WHAT IS NEEDED.
Exactly the lines from the one containing "Put one marker on each instance of the potted" through the final line of the listing are to be retyped, and nothing more.

─── MATERIALS PROVIDED

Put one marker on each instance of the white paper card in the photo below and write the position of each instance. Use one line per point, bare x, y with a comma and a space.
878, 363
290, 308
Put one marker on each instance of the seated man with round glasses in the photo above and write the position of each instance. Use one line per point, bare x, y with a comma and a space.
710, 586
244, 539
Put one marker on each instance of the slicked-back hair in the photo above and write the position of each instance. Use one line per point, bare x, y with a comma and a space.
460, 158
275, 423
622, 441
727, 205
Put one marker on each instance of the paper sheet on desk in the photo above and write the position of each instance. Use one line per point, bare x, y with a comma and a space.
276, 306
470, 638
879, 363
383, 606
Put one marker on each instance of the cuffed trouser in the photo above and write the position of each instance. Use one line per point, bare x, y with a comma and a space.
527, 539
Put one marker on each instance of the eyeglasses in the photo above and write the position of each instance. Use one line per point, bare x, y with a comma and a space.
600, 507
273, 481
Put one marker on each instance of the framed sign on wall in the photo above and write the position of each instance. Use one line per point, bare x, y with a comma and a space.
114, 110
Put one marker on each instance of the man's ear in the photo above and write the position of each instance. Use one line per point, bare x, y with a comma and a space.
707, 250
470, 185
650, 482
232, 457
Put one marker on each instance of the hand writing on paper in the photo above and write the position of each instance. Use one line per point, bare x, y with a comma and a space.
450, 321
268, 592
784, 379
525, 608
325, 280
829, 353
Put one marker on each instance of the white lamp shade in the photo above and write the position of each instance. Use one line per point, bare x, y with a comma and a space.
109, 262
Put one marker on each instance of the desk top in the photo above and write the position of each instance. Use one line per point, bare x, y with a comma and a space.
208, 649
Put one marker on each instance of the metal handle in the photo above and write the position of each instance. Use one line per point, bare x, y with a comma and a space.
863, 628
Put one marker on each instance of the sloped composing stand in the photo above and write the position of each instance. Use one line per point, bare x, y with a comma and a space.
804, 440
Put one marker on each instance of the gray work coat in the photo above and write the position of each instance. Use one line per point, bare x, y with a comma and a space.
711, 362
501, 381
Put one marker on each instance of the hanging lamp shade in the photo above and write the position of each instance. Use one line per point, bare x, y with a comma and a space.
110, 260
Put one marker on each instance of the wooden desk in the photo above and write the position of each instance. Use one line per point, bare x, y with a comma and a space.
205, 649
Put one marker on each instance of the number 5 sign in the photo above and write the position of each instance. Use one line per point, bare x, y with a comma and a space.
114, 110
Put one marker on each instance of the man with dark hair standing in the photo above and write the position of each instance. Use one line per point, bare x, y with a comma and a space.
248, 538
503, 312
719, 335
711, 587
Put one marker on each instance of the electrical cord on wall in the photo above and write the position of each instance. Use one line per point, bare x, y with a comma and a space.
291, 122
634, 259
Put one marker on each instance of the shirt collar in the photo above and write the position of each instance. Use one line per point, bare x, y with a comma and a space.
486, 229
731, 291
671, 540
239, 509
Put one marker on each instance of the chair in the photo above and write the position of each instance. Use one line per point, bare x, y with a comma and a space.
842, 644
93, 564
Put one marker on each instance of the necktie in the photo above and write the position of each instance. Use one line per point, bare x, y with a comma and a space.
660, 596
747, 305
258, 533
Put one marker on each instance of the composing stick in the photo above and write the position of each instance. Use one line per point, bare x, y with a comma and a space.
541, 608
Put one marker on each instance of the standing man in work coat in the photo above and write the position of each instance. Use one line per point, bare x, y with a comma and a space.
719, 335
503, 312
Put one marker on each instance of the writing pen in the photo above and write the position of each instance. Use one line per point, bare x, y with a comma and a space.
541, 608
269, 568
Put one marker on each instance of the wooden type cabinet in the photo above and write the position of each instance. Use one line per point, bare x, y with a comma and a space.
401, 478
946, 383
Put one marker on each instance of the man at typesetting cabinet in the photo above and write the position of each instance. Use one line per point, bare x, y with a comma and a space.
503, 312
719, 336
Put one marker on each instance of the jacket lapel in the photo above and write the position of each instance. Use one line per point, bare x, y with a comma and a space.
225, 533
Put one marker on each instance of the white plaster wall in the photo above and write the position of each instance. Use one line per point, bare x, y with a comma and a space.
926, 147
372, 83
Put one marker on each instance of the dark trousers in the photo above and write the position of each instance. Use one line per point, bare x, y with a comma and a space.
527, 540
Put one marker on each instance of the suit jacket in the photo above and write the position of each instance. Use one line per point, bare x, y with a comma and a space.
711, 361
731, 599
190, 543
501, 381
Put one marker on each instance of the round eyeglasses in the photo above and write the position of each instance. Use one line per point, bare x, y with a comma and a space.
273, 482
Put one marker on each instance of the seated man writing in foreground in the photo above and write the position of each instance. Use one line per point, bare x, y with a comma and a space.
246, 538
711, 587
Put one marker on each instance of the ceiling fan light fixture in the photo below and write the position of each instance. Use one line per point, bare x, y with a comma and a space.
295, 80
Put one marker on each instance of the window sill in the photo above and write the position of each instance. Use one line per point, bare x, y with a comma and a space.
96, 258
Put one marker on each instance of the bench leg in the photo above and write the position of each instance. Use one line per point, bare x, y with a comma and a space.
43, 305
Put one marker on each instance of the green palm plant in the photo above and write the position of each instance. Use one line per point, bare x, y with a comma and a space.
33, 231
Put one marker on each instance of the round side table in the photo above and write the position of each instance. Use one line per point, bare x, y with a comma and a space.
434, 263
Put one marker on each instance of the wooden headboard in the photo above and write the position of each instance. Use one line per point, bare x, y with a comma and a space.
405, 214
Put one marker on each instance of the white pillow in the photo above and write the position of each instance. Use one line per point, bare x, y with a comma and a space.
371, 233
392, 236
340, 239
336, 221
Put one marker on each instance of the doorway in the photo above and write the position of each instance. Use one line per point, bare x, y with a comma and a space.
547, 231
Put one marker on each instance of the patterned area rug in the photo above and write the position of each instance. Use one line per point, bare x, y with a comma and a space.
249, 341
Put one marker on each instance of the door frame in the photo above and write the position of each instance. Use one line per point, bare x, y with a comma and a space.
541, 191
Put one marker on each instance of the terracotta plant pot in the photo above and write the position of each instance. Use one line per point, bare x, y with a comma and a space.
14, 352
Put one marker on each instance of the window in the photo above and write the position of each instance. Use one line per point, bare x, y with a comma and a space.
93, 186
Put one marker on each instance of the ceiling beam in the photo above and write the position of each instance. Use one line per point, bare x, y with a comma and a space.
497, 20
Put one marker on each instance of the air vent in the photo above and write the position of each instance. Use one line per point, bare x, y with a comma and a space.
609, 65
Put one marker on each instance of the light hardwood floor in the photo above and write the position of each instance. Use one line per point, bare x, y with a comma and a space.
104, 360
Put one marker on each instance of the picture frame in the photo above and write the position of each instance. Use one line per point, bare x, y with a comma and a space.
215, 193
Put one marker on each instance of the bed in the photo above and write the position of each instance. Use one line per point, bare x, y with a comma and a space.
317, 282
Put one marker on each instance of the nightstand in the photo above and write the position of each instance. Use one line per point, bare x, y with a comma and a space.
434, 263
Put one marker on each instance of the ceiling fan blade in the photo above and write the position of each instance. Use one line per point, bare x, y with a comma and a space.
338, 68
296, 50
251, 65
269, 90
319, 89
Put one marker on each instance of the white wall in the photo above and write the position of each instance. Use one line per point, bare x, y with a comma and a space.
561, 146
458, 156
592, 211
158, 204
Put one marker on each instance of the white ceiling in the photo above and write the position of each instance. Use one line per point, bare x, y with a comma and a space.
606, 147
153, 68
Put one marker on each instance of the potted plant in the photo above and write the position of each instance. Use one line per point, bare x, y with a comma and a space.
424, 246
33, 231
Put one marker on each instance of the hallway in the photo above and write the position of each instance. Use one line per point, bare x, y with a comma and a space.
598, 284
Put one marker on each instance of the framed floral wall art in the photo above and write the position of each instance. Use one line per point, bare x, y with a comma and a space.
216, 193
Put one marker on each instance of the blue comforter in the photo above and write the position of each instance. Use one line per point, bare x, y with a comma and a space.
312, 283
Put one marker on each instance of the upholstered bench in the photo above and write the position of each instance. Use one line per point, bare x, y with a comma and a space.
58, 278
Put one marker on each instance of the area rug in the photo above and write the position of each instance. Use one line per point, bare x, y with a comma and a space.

──────

TASK RESPONSE.
Put one marker on each instance of the potted plant in the photo above and write the position of each instance. Use one line per point, bare x, y with a comma and a space.
424, 246
33, 231
Put one marker on each instance of the hallway in the photo above and write the position of each instance. Use one line per point, bare x, y with a comma and a space.
598, 284
Put one marker on each instance of the framed floral wall art in the photo above and write the position of each instance. Use one line per point, bare x, y with a comma and a space.
216, 193
Put one marker on each instance of the blue comforter in the photo above and write the position of each instance. Use one line per point, bare x, y with a comma and a space.
312, 283
Put one marker on each instance of the upholstered bench in the photo above and write the position of each instance. Use one line per point, bare x, y with a comma and a space.
58, 278
Put one marker on each instance of the area rug in the photo above and write the position of each instance. Use one line per point, bare x, y with a comma and a space.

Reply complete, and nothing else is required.